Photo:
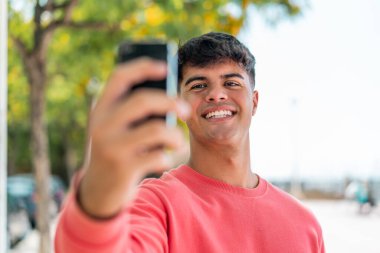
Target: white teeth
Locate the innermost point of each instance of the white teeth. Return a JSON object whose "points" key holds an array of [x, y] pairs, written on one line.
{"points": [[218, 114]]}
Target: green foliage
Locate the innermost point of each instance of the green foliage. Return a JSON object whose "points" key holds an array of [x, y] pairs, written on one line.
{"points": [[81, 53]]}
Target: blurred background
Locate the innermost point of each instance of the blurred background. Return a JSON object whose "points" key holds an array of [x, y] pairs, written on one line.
^^^^^^^^^^^^^^^^
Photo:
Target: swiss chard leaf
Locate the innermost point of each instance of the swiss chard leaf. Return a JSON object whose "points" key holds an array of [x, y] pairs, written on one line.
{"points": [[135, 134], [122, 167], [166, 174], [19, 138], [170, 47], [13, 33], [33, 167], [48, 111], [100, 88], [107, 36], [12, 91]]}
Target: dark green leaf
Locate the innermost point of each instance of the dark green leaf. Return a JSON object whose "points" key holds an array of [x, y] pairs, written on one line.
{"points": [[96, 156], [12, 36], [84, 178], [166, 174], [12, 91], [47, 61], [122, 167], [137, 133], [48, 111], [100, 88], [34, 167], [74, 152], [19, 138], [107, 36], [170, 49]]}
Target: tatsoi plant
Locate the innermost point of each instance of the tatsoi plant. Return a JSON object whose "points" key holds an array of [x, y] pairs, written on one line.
^^^^^^^^^^^^^^^^
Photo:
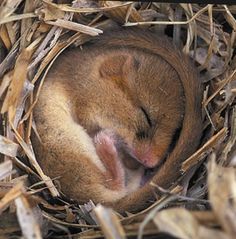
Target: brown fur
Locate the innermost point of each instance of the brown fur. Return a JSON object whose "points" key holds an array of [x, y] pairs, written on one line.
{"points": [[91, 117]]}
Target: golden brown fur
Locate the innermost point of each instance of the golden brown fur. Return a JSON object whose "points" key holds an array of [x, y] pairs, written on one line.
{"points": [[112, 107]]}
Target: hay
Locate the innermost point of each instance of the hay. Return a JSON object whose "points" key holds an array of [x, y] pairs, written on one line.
^^^^^^^^^^^^^^^^
Your goal = Repeat the rows without any change, beginning at the line that has "Target: tatsoi plant" and stopping after the line that has "Locate the innermost point of each instance of the tatsoi".

Result below =
Target: tatsoi plant
Locate the innermost point of each instance of the tatsoi plant. Return a JSON object whose "points" key holds an array of [x, y] pairs, written on one line.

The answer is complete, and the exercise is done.